> Excerpt to read
◇ ◇ ◇ ◇ ◇
Open ecosystems and the next wave of collaborative innovation
The relationship between organisations and open source has changed fundamentally over the past decade. What began as a pragmatic way to share code and reduce duplication has matured into something far more consequential: cross-industry ecosystems where competitors collaborate on shared infrastructure, co-develop standards, and collectively shape the direction of entire technology domains.
This shift matters because the challenges facing industries today — decarbonisation, data sovereignty, trustworthy artificial intelligence, software-defined vehicles — are too large and too interconnected for any single organisation to solve alone. The organisations that recognise this and participate actively in open ecosystems will have a structural advantage over those that attempt to build everything behind closed doors.
From shared code to shared ecosystems
The earliest wave of open source was primarily about code sharing. A developer at one company would publish a library, others would use it, and occasionally someone would contribute a bug fix. The relationship was transactional: take what you need, give back when convenient.
◇ ◇ ◇ ◇ ◇
> Excerpts of bounding box data

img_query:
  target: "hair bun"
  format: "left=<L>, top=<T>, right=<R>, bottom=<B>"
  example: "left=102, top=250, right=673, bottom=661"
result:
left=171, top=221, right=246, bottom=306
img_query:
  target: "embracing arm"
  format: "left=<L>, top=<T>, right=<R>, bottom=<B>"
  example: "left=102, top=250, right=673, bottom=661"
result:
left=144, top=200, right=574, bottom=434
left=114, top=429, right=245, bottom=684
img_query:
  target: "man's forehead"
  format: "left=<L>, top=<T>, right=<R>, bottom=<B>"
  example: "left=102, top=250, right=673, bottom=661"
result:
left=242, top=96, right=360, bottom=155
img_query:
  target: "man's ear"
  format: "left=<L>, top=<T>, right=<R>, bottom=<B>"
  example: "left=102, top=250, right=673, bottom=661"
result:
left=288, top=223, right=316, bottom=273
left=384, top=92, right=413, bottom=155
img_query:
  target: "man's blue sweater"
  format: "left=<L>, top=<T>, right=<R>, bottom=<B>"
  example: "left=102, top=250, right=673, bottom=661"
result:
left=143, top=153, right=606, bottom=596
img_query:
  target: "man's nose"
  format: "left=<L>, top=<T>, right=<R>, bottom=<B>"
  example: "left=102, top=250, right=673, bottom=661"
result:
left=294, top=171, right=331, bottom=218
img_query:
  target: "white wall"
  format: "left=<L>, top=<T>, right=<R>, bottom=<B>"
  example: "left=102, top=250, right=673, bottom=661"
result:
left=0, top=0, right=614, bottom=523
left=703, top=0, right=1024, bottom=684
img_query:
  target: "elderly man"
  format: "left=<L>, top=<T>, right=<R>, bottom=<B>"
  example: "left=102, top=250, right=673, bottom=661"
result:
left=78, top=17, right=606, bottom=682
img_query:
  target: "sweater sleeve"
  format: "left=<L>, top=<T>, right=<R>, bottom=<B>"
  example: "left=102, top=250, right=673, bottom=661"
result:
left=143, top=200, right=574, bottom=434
◇ ◇ ◇ ◇ ◇
> Set problem 1
In the essay on open ecosystems, what was the earliest wave of open source primarily about?
> Set problem 2
Name each challenge facing industries today that the essay on open ecosystems lists.
This data comes from a separate source, unrelated to the essay.

> Final result 1
Code sharing.

> Final result 2
Decarbonisation, data sovereignty, trustworthy artificial intelligence, and software-defined vehicles.